» **Problem to work on**: Copy every line of the material below word for word, leaving out the pictures.

» **Stored rows**:

= = = =

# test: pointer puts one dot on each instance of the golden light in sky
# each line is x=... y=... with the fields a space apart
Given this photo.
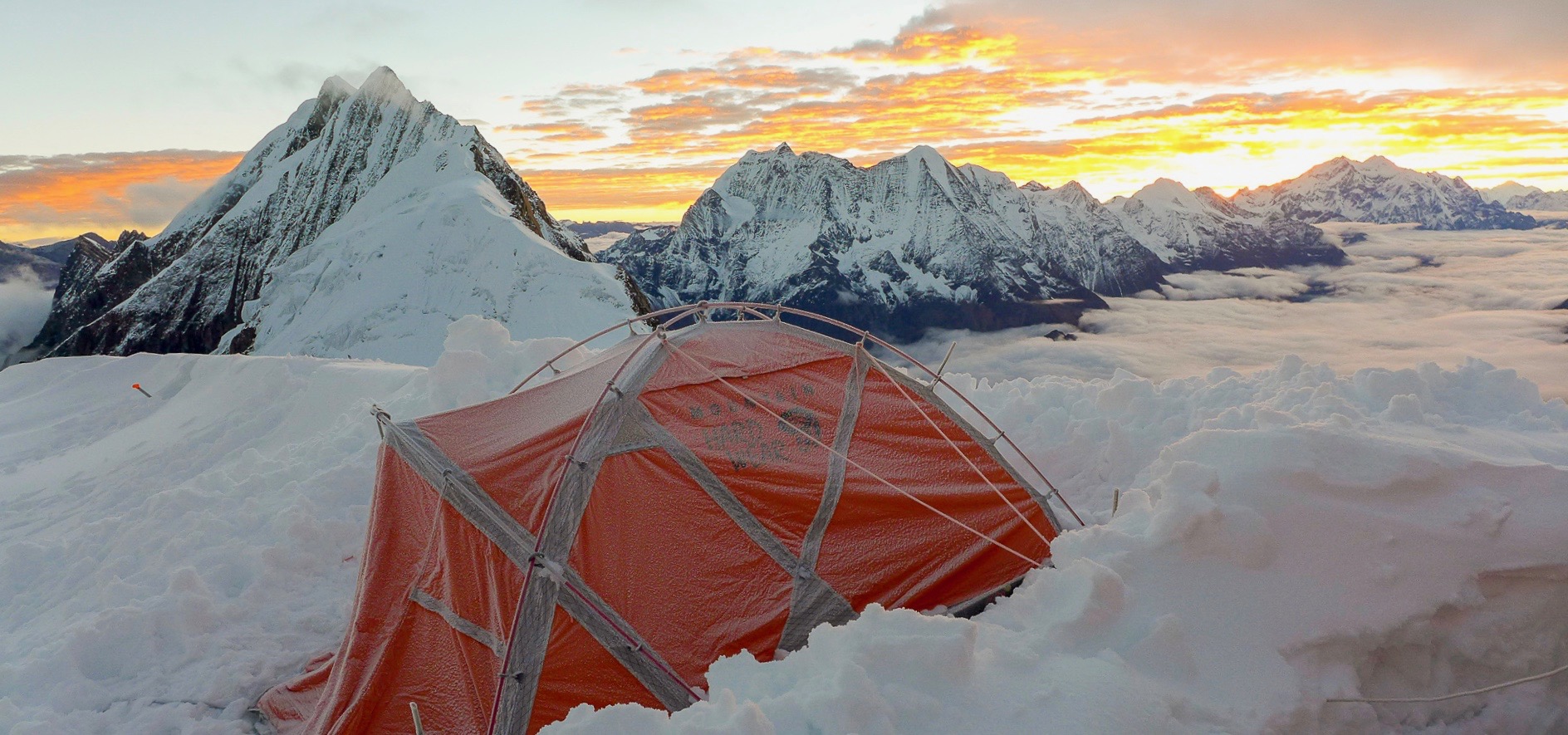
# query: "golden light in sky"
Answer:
x=1015 y=91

= = = =

» **Complete response**:
# test: pointer puts one dot on each instance of the golden light in sky
# each line is x=... y=... with the fields a space apart
Given this photo.
# query: "golden light in sky"
Answer:
x=1015 y=91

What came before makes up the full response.